- Work to complete -
Produce the full set of records below once more, exactly as they stand.

(Source data)
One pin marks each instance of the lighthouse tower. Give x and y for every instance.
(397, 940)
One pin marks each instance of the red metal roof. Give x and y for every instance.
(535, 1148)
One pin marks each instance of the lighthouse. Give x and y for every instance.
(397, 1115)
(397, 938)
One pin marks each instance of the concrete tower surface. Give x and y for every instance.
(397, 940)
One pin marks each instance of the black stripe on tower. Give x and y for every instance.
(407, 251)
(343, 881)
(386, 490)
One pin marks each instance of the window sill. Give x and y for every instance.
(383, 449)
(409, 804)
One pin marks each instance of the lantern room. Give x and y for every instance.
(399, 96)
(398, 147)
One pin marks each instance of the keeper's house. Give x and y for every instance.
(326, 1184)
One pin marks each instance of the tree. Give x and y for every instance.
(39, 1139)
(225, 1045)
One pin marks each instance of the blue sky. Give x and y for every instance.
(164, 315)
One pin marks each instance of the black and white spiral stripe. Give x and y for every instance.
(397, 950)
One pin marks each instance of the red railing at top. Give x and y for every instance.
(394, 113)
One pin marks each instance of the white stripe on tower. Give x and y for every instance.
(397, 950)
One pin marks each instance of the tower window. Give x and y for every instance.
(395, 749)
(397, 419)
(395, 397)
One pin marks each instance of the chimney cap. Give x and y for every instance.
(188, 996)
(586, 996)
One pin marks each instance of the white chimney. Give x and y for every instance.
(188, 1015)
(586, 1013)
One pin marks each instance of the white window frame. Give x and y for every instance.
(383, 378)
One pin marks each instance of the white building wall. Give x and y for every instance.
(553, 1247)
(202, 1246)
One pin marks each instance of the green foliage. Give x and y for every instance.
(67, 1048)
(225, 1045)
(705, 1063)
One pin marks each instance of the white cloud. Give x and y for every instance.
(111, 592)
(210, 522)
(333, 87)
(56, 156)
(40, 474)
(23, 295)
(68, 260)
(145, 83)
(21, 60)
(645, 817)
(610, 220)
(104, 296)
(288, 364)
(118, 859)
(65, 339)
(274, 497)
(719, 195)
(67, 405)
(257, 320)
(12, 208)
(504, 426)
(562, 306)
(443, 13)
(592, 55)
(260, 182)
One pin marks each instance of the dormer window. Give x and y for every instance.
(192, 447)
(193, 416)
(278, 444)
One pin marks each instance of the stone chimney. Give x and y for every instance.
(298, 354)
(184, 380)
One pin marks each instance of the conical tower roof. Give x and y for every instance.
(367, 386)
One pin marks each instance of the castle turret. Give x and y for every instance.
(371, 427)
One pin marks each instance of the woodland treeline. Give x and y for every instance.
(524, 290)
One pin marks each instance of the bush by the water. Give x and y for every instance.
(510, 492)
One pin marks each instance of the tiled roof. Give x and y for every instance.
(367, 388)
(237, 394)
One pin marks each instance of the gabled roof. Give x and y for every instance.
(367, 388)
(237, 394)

- Response to the exercise -
One pin marks each instance of the lighthouse tower. Give x and y for every instance.
(397, 940)
One pin marks each instance of the red metal roof. Give x and y for every instance.
(535, 1148)
One pin marks each instance of the lighthouse. Give x and y for every instance.
(397, 1115)
(397, 938)
One pin marks each instance of the concrete tower surface. Give x and y for every instance.
(397, 940)
One pin marks each instance of the black stripe on tower. Give x and y for every instance.
(407, 251)
(343, 881)
(386, 490)
One pin marks each instance of the window sill. Give x and y for every instance.
(383, 449)
(409, 804)
One pin marks each instance of the lantern room. Give x and y for every instance.
(399, 96)
(398, 147)
One pin marks each instance of the keeper's house. Give x and y for every instance.
(326, 1184)
One pin marks each instance of the tree. Give x and y for every instance.
(39, 1139)
(225, 1045)
One pin marks each instance of the blue sky. Give x and y for every instance.
(164, 315)
One pin marks each instance of the black and white spiral stripe. Give x and y for every instance.
(397, 950)
One pin marks each instance of the red railing at top. Give x and y for every instance.
(394, 113)
One pin marks each instance of the white stripe on tower. Give x and y for every instance.
(397, 950)
One pin marks each instance of the tower window. Give x and y for every instance.
(395, 749)
(397, 419)
(395, 397)
One pin marks each instance of the chimney cap. Give x and y for every instance.
(188, 996)
(586, 996)
One pin marks each instance of the white chimney. Give x and y for every instance.
(188, 1015)
(586, 1013)
One pin marks each instance of the white window frame. Give x and y for every instance.
(383, 378)
One pin marks each instance of the white building wall. Give x and y for every instance.
(553, 1247)
(202, 1246)
One pin marks each instance of the green foliage. Give x and y for every instance.
(67, 1048)
(225, 1045)
(705, 1063)
One pin marks each instance of the white cloud. Give x and y for every instance.
(111, 592)
(210, 522)
(333, 87)
(56, 156)
(40, 474)
(23, 295)
(68, 260)
(145, 83)
(21, 60)
(645, 817)
(610, 220)
(104, 296)
(288, 364)
(118, 859)
(65, 339)
(274, 497)
(719, 195)
(67, 405)
(257, 320)
(12, 208)
(504, 426)
(562, 306)
(443, 13)
(592, 55)
(260, 182)
One pin marks each instance of the dormer window. Give x and y for every instance.
(192, 447)
(193, 416)
(278, 444)
One pin marks each instance of the stone chimney. Give x and y for every instance.
(298, 354)
(184, 380)
One pin marks each instance of the conical tower roof. Give x and y for every instance.
(367, 386)
One pin marks each instance of the castle turret. Give x and y for every instance.
(371, 427)
One pin marks each instance of the woodland treeline. Give x and y for every instance.
(524, 290)
One pin marks each instance of the bush by the water. Give x and y for every instance.
(510, 492)
One pin marks each instance of the tiled roof. Give x and y for every instance.
(367, 388)
(237, 394)
One pin marks each instance of the gabled roof. Give x and y for every instance.
(367, 388)
(237, 394)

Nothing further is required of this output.